• _PASSAGE SHOWN_:
= = =

English comics writer

John Mark Reppion (born 1978) is an English comics writer. He is married to Leah Moore, the daughter of Alan Moore, and he has worked with both on the comic Albion.

John Reppion and Leah Moore have co-writing credits on Wild Girl, a 6-part comic for Wildstorm with art by Shawn McManus and J.H. Williams III. Since 2003 the majority of his comics work has been co-written with Leah, as Moore & Reppion. Together they have scripted comics and graphic novels for the likes of 2000 AD, Penguin Books, Channel 4 Education, Dark Horse, DC Comics, Dynamite Entertainment, Electricomics, IDW, and Self Made Hero.

Moore & Reppion were consulting writers for some of the mysteries featured in Frogwares Games multi-platform adventure Sherlock Holmes: Crimes & Punishments, 2014.

In 2008 The History Press published 800 Years of Haunted Liverpool – John's weird history/paranormal guidebook to the city.

He has written articles for the likes of Fortean Times, the History UK website, the Crime + Investigation UK website, Dark lore, The Big Issue, SteamPunk Magazine, and Kerrang! magazine, is a frequent contributor to Hellebore (magazine) and is a contributing editor for The Daily Grail online.

His fiction has been published in anthologies from Combustion Books, Ghostwoods Books, PS Publishing, Snowbooks, Swan River Press, and Vagrants Among Ruins.

Reppion has collaborated with various musicians, artists, and record labels including Waxwork Records, Library of the Occult Records, Heimat Der Katastrophe, Dean Hurley, Megadeth, Def Leppard, and Iron Maiden.

= = =

• _DATA RECORDS_:
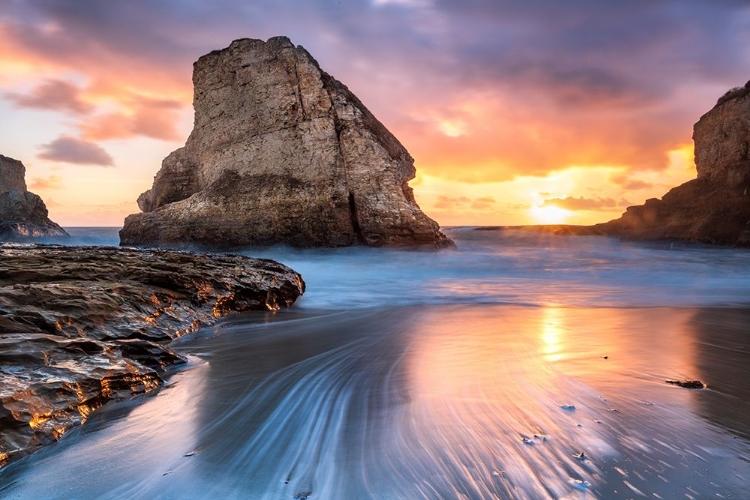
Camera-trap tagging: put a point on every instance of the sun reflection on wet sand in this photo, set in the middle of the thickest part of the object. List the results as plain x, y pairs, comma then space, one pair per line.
467, 402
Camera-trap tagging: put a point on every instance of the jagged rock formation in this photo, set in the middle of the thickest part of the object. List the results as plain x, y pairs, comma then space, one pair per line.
714, 207
280, 152
23, 215
80, 326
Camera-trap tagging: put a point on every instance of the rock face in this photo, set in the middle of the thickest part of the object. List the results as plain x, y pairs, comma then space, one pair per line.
715, 207
23, 215
280, 152
83, 326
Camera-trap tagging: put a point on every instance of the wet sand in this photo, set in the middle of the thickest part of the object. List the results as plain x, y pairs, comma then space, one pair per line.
469, 401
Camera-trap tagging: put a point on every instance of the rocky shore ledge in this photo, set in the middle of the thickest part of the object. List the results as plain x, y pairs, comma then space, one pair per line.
83, 326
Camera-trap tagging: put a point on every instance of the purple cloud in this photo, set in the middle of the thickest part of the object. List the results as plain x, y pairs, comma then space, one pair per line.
68, 149
53, 95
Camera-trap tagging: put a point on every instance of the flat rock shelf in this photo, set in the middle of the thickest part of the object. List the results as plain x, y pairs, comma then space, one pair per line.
80, 326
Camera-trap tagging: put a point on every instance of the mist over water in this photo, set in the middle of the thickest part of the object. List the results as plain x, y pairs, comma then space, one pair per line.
516, 267
480, 373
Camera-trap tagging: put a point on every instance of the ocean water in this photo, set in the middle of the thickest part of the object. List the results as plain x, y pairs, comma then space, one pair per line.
518, 366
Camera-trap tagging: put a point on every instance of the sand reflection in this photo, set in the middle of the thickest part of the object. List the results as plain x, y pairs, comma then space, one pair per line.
467, 402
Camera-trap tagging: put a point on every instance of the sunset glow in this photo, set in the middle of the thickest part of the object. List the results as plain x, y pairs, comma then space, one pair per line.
541, 125
550, 214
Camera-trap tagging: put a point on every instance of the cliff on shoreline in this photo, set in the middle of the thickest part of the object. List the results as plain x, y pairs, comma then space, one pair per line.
23, 215
715, 207
281, 152
80, 326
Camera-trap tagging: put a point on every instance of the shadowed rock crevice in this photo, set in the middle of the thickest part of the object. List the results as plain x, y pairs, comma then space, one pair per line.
23, 215
83, 326
277, 148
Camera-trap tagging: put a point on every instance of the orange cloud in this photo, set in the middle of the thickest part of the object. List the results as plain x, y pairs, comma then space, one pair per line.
581, 203
68, 149
46, 183
52, 95
142, 116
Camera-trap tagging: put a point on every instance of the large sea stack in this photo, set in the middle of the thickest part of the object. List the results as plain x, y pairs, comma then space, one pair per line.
714, 207
280, 152
23, 215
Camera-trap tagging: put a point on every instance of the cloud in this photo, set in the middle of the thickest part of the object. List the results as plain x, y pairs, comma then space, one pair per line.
55, 95
148, 117
451, 202
477, 90
483, 203
68, 149
630, 184
45, 183
464, 203
581, 203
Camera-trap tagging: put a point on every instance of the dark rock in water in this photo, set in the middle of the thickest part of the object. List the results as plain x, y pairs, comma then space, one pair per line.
281, 152
715, 207
23, 215
688, 384
83, 326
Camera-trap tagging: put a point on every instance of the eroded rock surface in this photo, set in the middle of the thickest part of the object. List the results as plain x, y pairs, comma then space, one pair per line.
23, 215
83, 326
280, 152
714, 207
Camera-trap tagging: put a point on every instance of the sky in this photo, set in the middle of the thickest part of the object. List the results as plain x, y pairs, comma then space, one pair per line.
542, 111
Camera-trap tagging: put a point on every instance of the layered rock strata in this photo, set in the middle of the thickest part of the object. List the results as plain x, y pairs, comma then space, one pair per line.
714, 207
83, 326
280, 152
23, 215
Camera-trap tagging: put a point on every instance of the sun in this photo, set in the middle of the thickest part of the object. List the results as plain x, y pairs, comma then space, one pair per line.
549, 214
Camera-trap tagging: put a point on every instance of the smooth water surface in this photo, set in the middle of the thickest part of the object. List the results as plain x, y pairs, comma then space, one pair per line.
481, 373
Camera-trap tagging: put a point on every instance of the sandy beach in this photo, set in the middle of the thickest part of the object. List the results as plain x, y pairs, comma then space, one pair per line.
428, 402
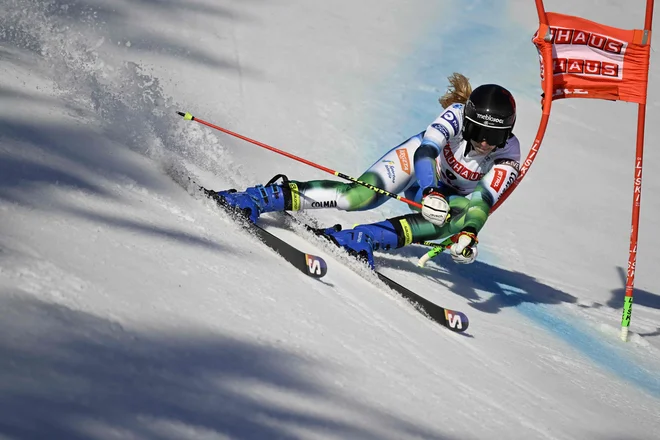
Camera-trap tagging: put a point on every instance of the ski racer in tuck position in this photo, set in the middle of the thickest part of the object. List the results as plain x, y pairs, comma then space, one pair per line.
457, 168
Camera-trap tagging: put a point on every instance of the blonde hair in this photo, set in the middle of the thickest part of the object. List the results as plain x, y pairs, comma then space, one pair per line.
458, 91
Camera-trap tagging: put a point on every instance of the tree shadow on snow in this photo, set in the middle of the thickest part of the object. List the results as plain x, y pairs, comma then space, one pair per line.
487, 288
68, 374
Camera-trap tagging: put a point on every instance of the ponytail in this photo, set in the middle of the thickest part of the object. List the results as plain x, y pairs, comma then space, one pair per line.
458, 91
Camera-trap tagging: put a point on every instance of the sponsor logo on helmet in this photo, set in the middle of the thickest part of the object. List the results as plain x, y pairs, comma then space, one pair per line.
402, 154
460, 169
490, 118
450, 117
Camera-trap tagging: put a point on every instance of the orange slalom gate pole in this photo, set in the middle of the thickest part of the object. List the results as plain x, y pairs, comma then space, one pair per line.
637, 199
189, 117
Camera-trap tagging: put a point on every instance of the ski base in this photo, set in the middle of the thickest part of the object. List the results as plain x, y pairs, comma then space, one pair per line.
453, 320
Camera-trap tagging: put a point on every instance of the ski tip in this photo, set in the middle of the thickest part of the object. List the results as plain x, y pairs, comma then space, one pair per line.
456, 321
316, 266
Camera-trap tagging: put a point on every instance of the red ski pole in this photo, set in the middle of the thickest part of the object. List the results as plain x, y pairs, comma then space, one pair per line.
189, 117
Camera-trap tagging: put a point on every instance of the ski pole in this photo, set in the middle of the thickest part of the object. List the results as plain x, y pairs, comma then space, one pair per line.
189, 117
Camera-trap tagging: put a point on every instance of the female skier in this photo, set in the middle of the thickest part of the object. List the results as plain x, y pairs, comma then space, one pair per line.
457, 168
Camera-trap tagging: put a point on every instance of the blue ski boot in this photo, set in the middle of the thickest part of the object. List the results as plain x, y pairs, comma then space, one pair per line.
363, 240
254, 201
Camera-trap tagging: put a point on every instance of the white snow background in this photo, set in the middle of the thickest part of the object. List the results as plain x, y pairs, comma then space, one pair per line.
131, 310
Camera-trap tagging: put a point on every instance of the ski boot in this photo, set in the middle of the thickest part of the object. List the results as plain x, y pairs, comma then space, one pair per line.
363, 240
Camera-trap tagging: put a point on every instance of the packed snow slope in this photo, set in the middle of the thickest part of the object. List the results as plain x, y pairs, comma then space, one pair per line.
131, 309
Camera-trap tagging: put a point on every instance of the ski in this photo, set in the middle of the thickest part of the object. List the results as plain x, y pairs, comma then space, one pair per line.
452, 319
311, 265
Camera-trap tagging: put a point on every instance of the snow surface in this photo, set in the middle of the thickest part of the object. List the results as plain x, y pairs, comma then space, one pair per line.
131, 310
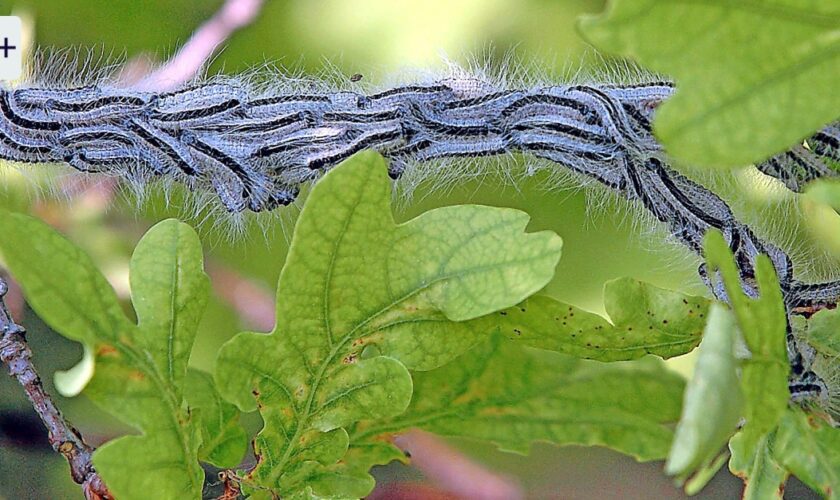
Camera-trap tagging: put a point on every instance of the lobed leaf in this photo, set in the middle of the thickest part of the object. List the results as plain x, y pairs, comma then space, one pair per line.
763, 324
360, 299
512, 395
223, 440
753, 78
644, 320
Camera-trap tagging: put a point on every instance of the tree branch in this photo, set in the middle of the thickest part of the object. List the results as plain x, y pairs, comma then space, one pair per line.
15, 353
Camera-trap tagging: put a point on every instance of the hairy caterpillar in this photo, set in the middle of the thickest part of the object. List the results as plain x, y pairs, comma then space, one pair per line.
254, 148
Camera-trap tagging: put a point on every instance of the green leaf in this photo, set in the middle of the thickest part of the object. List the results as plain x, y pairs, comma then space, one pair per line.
644, 320
810, 448
223, 441
754, 462
753, 78
60, 281
139, 369
356, 282
712, 401
825, 191
763, 324
512, 395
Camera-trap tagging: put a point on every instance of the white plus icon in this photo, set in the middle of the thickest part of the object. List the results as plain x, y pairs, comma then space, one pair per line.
10, 49
6, 47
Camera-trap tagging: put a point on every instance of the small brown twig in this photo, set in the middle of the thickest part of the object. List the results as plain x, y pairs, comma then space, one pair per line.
64, 438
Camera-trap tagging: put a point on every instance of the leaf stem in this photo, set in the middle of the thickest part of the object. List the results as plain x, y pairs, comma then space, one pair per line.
64, 438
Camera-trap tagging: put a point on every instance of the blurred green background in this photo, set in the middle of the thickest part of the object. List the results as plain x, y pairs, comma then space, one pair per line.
375, 38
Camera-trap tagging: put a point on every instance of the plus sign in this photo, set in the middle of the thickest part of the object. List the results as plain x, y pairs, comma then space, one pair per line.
6, 47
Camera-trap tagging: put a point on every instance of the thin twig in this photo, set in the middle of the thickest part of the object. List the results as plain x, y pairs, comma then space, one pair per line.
233, 15
64, 438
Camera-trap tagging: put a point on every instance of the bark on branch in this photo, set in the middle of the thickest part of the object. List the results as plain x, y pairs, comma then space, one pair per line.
64, 438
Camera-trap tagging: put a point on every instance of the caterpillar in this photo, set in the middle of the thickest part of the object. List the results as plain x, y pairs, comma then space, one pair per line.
255, 148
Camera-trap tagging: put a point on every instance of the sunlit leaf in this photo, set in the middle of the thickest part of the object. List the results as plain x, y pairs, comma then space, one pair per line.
712, 401
643, 319
356, 283
139, 370
753, 78
513, 396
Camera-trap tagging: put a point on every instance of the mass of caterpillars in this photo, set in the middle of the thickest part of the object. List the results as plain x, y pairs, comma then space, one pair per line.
254, 149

= = =

• _WORK TO DO_:
A. According to the John Reppion biography, who is Reppion married to?
B. Name every publisher the John Reppion biography lists as having printed his fiction in anthologies.
C. Please carry on the John Reppion biography from its final sentence.

• _ANSWERS FOR THE EXERCISE_:
A. Leah Moore, the daughter of Alan Moore.

B. Combustion Books, Ghostwoods Books, PS Publishing, Snowbooks, Swan River Press, and Vagrants Among Ruins.

C.
==Bibliography==

===Comics===

- Wild Girl (with co-author Leah Moore, and art by Shawn McManus and J.H. Williams III, Wildstorm, 2004)
- Albion (plotted by Alan Moore, with co-author Leah Moore, and art by Shane Oakley, Wildstorm, 2006, tpb, Wildstorm, 176 pages, December 2006, ISBN 1-4012-0994-7, Titan Books, 144 pages, January 2007, ISBN 1-84576-351-3)
- Accent Anthologies (with co-author Leah Moore):
  - "Lusca" (with David Hitchcock, in Monsters, 2006)
  - "An Molethy a an Ny-marrow (The Curse of the Un-dead)" (with David Hitchcock, in Zombies, 2007)
  - "The Cabinet of Doctor Diablo" (with Andy Bloor, in Robots, 2008)
  - "Mrs. Henry" (with David Hitchcock, Western, 2009)
- Witchblade: "Shades of Gray" (with co-author Leah Moore, and art by Stephen Segovia, Top Cow/Dynamite Entertainment, 2007)
- Raise the Dead (with co-author Leah Moore, and pencil by Hugo Petrus and inks by Marc Rueda, 4-issue mini-series, Dynamite Entertainment, 2007, tpb, 120 pages, February 2008, ISBN 1-933305-56-8)
- Savage Tales: "Battle for Atlantis" (with co-author Leah Moore, and art by Pablo Marcos, in Savage Tales #1–3, Dynamite Entertainment, 2007)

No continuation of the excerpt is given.